> **Written instruction**
In the listing below, copy out every line from the one containing "Put a marker on every instance of the curtain rod" through the end of the listing, word for word, and nothing else.
____
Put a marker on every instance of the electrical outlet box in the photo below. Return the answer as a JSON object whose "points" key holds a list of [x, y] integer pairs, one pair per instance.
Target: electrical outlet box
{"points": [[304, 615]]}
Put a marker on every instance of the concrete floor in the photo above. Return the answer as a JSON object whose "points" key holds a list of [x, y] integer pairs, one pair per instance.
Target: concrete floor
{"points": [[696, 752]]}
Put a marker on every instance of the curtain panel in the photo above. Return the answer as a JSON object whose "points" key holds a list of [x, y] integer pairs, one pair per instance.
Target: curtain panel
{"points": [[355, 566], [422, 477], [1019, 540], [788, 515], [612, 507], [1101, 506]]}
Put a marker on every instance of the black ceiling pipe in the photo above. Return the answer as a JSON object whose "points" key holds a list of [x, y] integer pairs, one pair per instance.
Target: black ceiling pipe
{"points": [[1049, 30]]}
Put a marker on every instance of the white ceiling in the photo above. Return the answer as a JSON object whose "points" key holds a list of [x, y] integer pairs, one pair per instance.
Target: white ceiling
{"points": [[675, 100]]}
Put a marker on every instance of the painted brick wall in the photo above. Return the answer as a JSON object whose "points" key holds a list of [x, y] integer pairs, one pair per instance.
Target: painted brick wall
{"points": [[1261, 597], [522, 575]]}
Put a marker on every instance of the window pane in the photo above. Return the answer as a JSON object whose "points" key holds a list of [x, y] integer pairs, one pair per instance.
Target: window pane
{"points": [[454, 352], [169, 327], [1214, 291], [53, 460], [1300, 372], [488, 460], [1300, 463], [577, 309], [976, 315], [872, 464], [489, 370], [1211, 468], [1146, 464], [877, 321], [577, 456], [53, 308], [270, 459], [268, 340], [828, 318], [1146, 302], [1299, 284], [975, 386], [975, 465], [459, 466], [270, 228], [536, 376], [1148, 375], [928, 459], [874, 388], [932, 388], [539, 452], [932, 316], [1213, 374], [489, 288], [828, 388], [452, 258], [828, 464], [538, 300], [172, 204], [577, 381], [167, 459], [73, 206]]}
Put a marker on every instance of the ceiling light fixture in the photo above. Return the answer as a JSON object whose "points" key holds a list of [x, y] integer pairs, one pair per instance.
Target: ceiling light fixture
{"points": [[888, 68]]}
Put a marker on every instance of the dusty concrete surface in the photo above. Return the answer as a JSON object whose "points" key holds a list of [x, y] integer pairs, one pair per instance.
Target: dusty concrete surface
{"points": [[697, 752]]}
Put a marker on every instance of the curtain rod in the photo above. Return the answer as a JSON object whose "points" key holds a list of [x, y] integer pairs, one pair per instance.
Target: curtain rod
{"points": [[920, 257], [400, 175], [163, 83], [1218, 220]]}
____
> **Exercise response**
Put a marker on every instance of the curtain rod in the photo above. Return the answer as a JSON object whose "points" key holds a list of [x, y] integer pairs, one pair per instance.
Target: curtain rod
{"points": [[920, 257], [400, 175], [163, 83], [1218, 220]]}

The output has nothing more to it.